Extrait proposé:
☆ ☆ ☆ ☆ ☆ ☆ ☆

Mort prématurée d’un chanteur populaire d’Arthur H. et Wajdi Mouawad

© Simon Gosselin

© Simon Gosselin

Mort prématurée d’un chanteur populaire d’Arthur H. et Wajdi Mouawad

 

Le Théâtre de la Colline nous offre deux objets : l’un, énorme, hors gabarit, le spectacle, l’autre tout petit et très intime pour chacun, le livret d’accompagnement à deux faces et deux voix. En le lisant,  le spectateur peut rêver sur l’aventure (incommunicable) de chacun des artistes qui ont conçu ensemble ce spectacle et peut-être en chercher les traces dans ce qui se passe sur le plateau. Ça commence par une fin: côté derrière la scène, nous assistons aux dernières notes et aux bis d’un concert,  puis au retour dans sa loge du «chanteur populaire dans la force de l’âge» mais épuisé. Fatigue, fébrilité, harcèlement réciproque de la vedette (Arthur H.) et de son agent dite Diesel (Isabelle Lafon), pour sa constance à rouler pour lui sans panne depuis les lustres.

Elle vient de perdre un enfant à naître mais la mécanique du « show must go on » ignore ce genre de réalité. Alice, le chanteur -Alice pour Sapritch, répétera-t-il à tout un chacun avant d’expliquer cette dédicace- n’en peut plus. Chanter le «fait chier», poser pour un photographe (inévitablement caricaturé, puisque joué par l’acteur protéiforme Jocelyn Lagarrigue, contraint à chaque rôle de faire oublier ses autres figures. Mais il est irréprochable et ce n’est pas une métaphore. Arrive son ancien producteur, punk pur et dur habillé en petit-bourgeois sans concession (Patrick Le Mauff), qui lui propose, pour revenir aux origines et rompre avec le dégoût,  une fausse mort. On devine le potentiel comique et dramatique de la chose.

☆ ☆ ☆ ☆ ☆ ☆ ☆

Entrées de données recueillies:
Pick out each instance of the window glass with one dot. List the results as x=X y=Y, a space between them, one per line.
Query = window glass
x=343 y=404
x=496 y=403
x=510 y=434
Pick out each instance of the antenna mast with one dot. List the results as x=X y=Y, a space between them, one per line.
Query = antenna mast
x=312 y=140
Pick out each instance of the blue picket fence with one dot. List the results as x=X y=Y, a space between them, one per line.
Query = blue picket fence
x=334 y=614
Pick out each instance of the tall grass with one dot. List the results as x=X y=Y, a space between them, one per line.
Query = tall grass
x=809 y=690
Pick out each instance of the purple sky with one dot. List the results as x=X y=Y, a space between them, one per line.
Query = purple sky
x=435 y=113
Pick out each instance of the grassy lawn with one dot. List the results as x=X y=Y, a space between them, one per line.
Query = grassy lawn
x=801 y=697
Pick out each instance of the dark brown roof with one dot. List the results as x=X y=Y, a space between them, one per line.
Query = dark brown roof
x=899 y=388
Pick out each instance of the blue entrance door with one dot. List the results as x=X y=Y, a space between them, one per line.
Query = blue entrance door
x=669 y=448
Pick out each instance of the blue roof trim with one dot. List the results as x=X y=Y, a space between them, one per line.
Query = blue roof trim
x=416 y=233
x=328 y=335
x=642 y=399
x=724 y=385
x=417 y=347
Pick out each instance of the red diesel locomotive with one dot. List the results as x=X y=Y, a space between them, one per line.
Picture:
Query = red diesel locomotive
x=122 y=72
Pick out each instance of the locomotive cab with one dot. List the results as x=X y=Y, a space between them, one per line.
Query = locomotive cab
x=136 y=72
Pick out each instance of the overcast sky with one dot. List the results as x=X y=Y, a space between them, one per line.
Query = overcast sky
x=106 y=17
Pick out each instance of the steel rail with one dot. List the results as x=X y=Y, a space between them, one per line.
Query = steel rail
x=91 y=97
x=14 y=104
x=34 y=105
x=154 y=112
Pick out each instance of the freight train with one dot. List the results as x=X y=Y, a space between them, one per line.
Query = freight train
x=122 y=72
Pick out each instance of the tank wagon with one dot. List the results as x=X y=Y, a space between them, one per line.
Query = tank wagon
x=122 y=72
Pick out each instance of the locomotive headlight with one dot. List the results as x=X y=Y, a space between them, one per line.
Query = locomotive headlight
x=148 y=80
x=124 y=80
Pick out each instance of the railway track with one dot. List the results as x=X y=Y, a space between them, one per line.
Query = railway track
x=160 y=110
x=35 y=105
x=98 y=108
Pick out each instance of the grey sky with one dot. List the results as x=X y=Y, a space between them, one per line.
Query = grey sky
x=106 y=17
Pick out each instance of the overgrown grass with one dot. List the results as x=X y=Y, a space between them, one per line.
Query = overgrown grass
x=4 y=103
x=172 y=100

☆ ☆ ☆ ☆ ☆ ☆ ☆

Travail à faire:
- 1) Recopiez fidèlement, dans la critique du spectacle, tout le passage allant de « Le Théâtre de » jusqu'à « depuis les lustres. ».
- 2) Selon la critique du spectacle, pour quelle raison l'agent du chanteur est-elle surnommée Diesel ? Répondez en une à trois phrases.

Réponses correctes:
- 1)
Le Théâtre de la Colline nous offre deux objets : l’un, énorme, hors gabarit, le spectacle, l’autre tout petit et très intime pour chacun, le livret d’accompagnement à deux faces et deux voix. En le lisant,  le spectateur peut rêver sur l’aventure (incommunicable) de chacun des artistes qui ont conçu ensemble ce spectacle et peut-être en chercher les traces dans ce qui se passe sur le plateau. Ça commence par une fin: côté derrière la scène, nous assistons aux dernières notes et aux bis d’un concert,  puis au retour dans sa loge du «chanteur populaire dans la force de l’âge» mais épuisé. Fatigue, fébrilité, harcèlement réciproque de la vedette (Arthur H.) et de son agent dite Diesel (Isabelle Lafon), pour sa constance à rouler pour lui sans panne depuis les lustres.

- 2) L'agent du chanteur, jouée par Isabelle Lafon, est surnommée Diesel pour sa constance à rouler pour lui sans panne depuis des lustres.